● Dataset records

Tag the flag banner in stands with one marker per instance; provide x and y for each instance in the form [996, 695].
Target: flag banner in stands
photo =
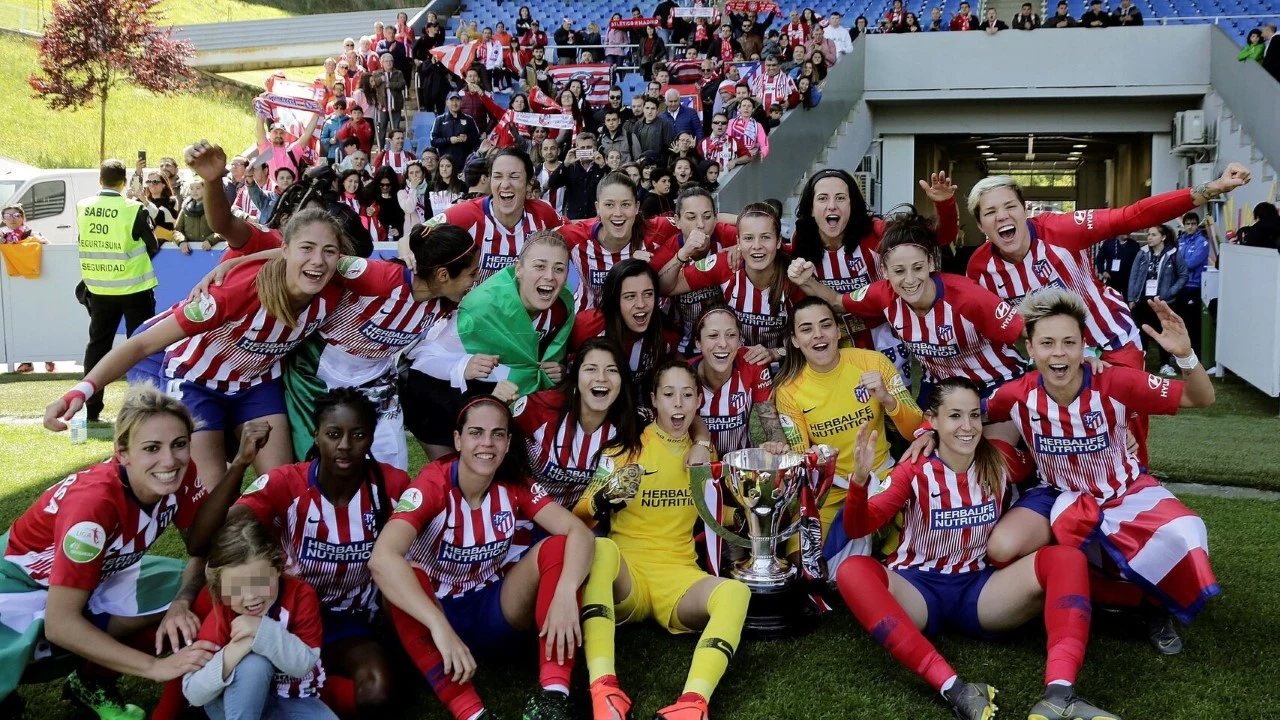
[292, 104]
[685, 71]
[752, 7]
[632, 23]
[595, 80]
[557, 121]
[456, 58]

● About this task
Check each line above for the word "stands" and copy the ones that have it.

● Result
Tag the flag banner in stands with one marker per instance; provide x and y for each instance in the form [996, 695].
Target: flag banner in stands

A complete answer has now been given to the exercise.